▶ _GIVEN RECORDS_:
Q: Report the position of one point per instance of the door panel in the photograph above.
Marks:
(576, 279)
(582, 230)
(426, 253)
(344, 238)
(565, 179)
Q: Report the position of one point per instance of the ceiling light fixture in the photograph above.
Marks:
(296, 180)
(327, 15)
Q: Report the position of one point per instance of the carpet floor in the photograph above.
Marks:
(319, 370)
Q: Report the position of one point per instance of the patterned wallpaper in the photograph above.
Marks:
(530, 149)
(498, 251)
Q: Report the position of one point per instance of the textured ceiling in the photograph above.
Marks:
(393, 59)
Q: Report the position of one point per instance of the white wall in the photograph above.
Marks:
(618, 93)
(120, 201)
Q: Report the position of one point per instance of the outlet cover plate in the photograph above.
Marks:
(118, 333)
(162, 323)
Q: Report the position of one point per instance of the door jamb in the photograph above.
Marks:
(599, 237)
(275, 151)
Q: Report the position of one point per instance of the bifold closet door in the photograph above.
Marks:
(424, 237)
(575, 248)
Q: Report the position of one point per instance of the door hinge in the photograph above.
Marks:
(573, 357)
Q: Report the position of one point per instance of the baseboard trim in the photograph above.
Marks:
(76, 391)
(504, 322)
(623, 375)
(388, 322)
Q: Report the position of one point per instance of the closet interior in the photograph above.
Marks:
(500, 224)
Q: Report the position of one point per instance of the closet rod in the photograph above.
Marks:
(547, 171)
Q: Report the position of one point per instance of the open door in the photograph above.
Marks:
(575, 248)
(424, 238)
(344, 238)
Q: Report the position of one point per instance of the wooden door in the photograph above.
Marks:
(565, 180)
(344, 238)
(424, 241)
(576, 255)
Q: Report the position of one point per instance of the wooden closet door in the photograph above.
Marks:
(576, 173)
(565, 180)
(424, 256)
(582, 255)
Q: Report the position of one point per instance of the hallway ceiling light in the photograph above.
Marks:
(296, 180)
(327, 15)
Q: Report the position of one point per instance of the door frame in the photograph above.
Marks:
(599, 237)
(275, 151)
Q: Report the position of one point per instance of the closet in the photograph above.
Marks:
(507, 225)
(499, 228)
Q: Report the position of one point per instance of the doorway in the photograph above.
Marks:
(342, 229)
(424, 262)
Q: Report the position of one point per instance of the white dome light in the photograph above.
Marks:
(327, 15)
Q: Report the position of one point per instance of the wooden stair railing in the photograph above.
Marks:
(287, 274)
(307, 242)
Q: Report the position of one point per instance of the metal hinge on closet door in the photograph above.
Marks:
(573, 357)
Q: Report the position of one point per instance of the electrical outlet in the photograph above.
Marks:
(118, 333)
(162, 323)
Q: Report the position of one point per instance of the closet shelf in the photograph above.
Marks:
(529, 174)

==

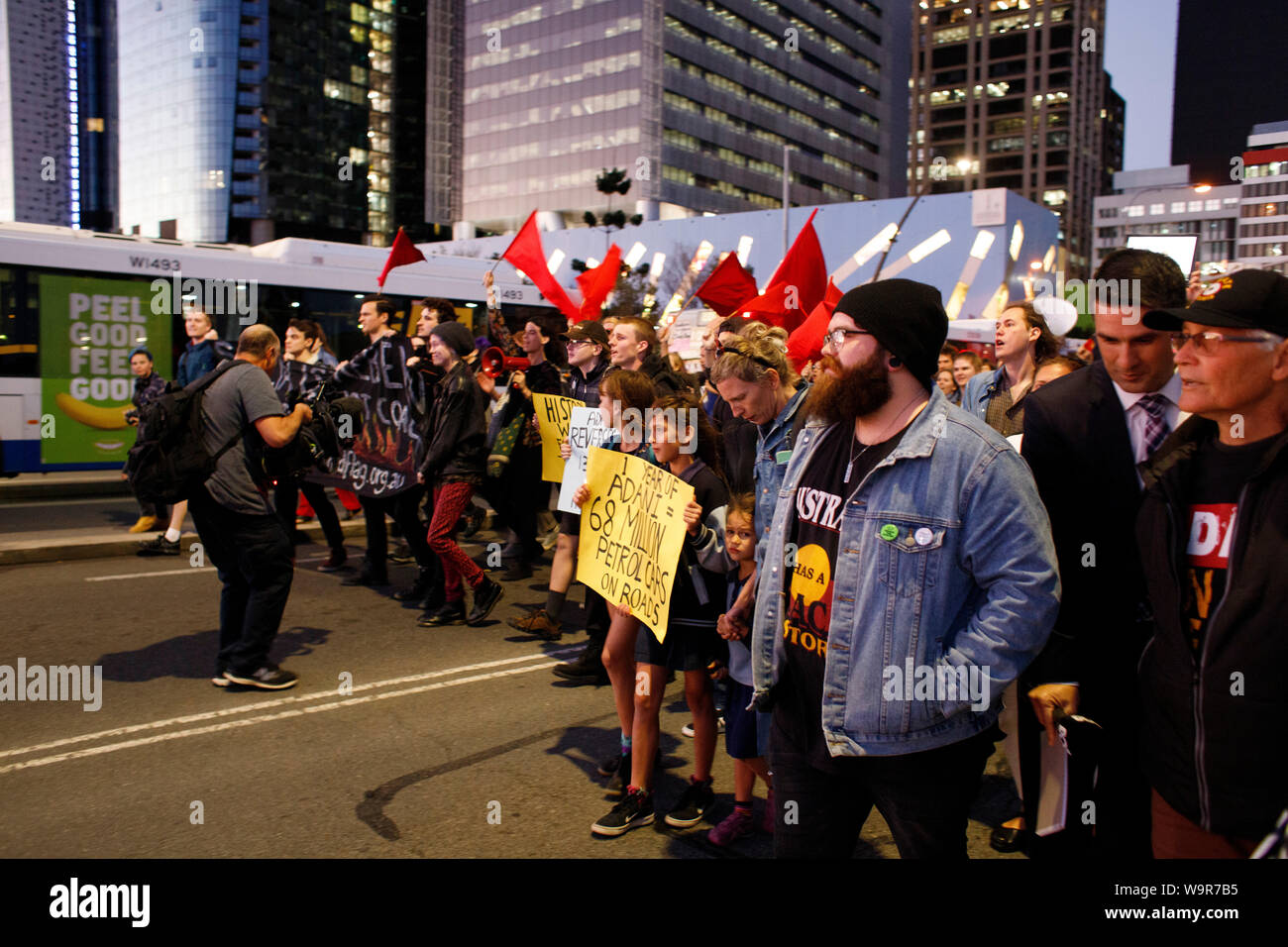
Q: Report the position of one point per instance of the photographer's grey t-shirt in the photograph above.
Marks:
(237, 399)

▶ _TASK INSTRUCTIONS_:
Lines that contain "hinge" are to be copied from the records above.

▶ _RESPONSE AREA_:
Q: Report the position of one point per instance of the door hinge in the photograph above.
Q: Report the position of one point per instance of the metal hinge on closet door in the photograph above.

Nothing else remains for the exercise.